Tâche à réaliser: Recopiez à l’identique, s’il vous plaît, le passage de l’extrait sur le cirque de Mafate qui commence par « Le cirque de » et se poursuit jusqu’à « de revenu. Reportage. ».

Extrait sélectionné:
○ ○ ○

Le cirque de Mafate, sur l’île de La Réunion, est un jardin d’Eden coupé du monde. Il y a 15 ans, les habitants se sont opposés à la construction d’une route pour préserver leur mode de vie et le tourisme pédestre, seule source de revenu. Reportage.

«Le 29 août 2019, Ivrin Pausé est décédé à l’âge de 91 ans. Il fut le facteur de Mafate. De 1951 à 1991, il a fait 253 000 kilomètres à pied, c’est-à-dire six fois le tour de la Terre. Sur son dos, il y avait de 15 à 18 kilos de courrier à distribuer», écrit Ziggy dans la feuille de chou des écoliers du cirque de Mafate. Bienvenue dans l’un des trois pétales de la fleur créée par l’érosion du Piton des neiges, un volcan éteint depuis 20 000 ans sur l’île de La Réunion. Contrairement aux cirques de Cilaos et de Salazie, Mafate est inaccessible et hors du temps. «Il y a une quinzaine d’années, les habitants se sont opposés à la construction d’une route pour préserver leur mode de vie et le tourisme pédestre», raconte Jennifer, qui tient un gîte à Marla. Elle scrute l’horizon: «Ce matin, le col des Bœufs est couvert. L’hélicoptère ne pourra pas nous amener les provisions», s’inquiète-t-elle. Marla, c’est l’un des «îlets» du cirque – comprenez de minuscules villages tropicaux, composés essentiellement de gîtes, parfois d’une épicerie et d’un troquet appelé pompeusement «bar», où il est difficile d’avoir des boissons chaudes si le feu n’est pas allumé, mais où la bière, même pression, arrive dans la minute. A Marla, il y a 50 habitants et 48 tiennent un gîte.

○ ○ ○

Jeu de données:
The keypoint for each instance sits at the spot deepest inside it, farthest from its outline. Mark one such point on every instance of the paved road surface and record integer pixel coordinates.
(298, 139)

○ ○ ○

Réponse proposée:
Le cirque de Mafate, sur l’île de La Réunion, est un jardin d’Eden coupé du monde. Il y a 15 ans, les habitants se sont opposés à la construction d’une route pour préserver leur mode de vie et le tourisme pédestre, seule source de revenu. Reportage.